§ **TASK**
Copy every line of the records below, character for character, without changing anything.

(Region labeling records)
»»

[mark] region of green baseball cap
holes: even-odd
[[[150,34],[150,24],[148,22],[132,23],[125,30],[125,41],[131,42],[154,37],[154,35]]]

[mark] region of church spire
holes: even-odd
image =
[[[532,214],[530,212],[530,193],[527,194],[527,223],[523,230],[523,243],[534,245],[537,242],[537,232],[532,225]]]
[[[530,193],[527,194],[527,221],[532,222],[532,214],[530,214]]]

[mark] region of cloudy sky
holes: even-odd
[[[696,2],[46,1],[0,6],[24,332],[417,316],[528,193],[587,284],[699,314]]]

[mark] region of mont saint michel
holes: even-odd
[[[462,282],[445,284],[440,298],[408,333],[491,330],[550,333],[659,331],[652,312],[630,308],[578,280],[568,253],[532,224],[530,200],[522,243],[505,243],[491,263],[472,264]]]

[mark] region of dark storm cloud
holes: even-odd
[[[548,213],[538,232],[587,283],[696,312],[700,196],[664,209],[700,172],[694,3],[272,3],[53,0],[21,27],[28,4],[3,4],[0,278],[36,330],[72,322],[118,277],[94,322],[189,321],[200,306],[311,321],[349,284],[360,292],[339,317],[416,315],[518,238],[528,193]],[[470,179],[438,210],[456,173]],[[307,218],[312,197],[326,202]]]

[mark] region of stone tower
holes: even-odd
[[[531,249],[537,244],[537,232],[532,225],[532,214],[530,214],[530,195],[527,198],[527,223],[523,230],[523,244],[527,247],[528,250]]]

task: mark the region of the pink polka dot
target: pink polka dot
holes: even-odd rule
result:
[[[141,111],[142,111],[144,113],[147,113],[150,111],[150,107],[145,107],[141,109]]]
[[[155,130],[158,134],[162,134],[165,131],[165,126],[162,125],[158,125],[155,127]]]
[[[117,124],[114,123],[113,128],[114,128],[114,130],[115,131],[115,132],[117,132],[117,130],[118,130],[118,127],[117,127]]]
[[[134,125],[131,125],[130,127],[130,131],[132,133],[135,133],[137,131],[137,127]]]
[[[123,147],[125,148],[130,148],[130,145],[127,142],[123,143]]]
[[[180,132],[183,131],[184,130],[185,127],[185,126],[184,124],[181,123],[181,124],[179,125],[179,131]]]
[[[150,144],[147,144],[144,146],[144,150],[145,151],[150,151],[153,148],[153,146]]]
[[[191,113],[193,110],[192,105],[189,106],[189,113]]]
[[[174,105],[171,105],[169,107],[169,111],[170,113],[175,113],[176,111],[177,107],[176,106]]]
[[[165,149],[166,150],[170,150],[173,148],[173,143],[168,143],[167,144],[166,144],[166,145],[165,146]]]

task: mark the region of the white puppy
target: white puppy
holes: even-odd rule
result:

««

§ **EXERCISE OUTPUT**
[mark] region of green baseball cap
holes: even-odd
[[[150,34],[150,24],[148,22],[132,23],[125,30],[125,41],[131,42],[154,37],[154,35]]]

[mark] region of church spire
holes: even-odd
image =
[[[532,214],[530,212],[530,193],[527,194],[527,223],[523,230],[523,243],[534,245],[537,242],[537,232],[532,225]]]
[[[530,193],[527,194],[527,221],[532,222],[532,214],[530,214]]]

[mark] region of cloudy sky
holes: even-odd
[[[696,2],[46,1],[0,6],[24,332],[417,316],[528,193],[587,284],[699,314]]]

[mark] region of mont saint michel
holes: even-odd
[[[462,282],[445,284],[440,298],[408,333],[491,330],[550,333],[659,331],[652,312],[630,308],[578,280],[568,253],[532,224],[530,200],[522,243],[505,243],[491,263],[472,264]]]

[mark] region of dark storm cloud
holes: even-odd
[[[548,213],[538,232],[587,283],[696,312],[700,196],[664,209],[700,172],[694,3],[272,3],[53,0],[21,27],[28,4],[3,4],[0,278],[36,330],[72,322],[118,277],[94,322],[189,321],[200,306],[311,321],[349,284],[360,292],[339,317],[416,315],[518,238],[528,193]],[[470,179],[438,210],[456,173]],[[307,218],[312,197],[326,202]]]

[mark] region of stone tower
holes: even-odd
[[[531,249],[537,244],[537,232],[532,225],[532,214],[530,214],[530,195],[527,198],[527,223],[523,230],[523,244],[527,247],[528,250]]]

task: mark the region of the pink polka dot
target: pink polka dot
holes: even-odd rule
result:
[[[141,111],[142,111],[144,113],[147,113],[150,111],[150,107],[145,107],[141,109]]]
[[[155,130],[158,134],[162,134],[165,131],[165,126],[162,125],[158,125],[155,127]]]
[[[117,124],[114,123],[113,128],[114,128],[114,130],[115,131],[115,132],[117,132],[117,130],[118,130],[118,127],[117,127]]]
[[[134,125],[131,125],[130,127],[130,131],[132,133],[135,133],[137,131],[137,127]]]
[[[123,147],[125,148],[130,148],[130,145],[127,142],[123,143]]]
[[[180,132],[183,131],[184,130],[185,127],[185,126],[184,124],[181,123],[181,124],[179,125],[179,131]]]
[[[150,144],[147,144],[144,146],[144,150],[145,151],[150,151],[153,148],[153,146]]]
[[[191,113],[193,110],[192,105],[189,106],[189,113]]]
[[[174,105],[171,105],[169,107],[169,111],[170,113],[175,113],[176,111],[177,107],[176,106]]]
[[[165,149],[166,150],[170,150],[173,148],[173,143],[168,143],[167,144],[166,144],[166,145],[165,146]]]

task: mark the region of the white puppy
target: white puppy
holes: even-odd rule
result:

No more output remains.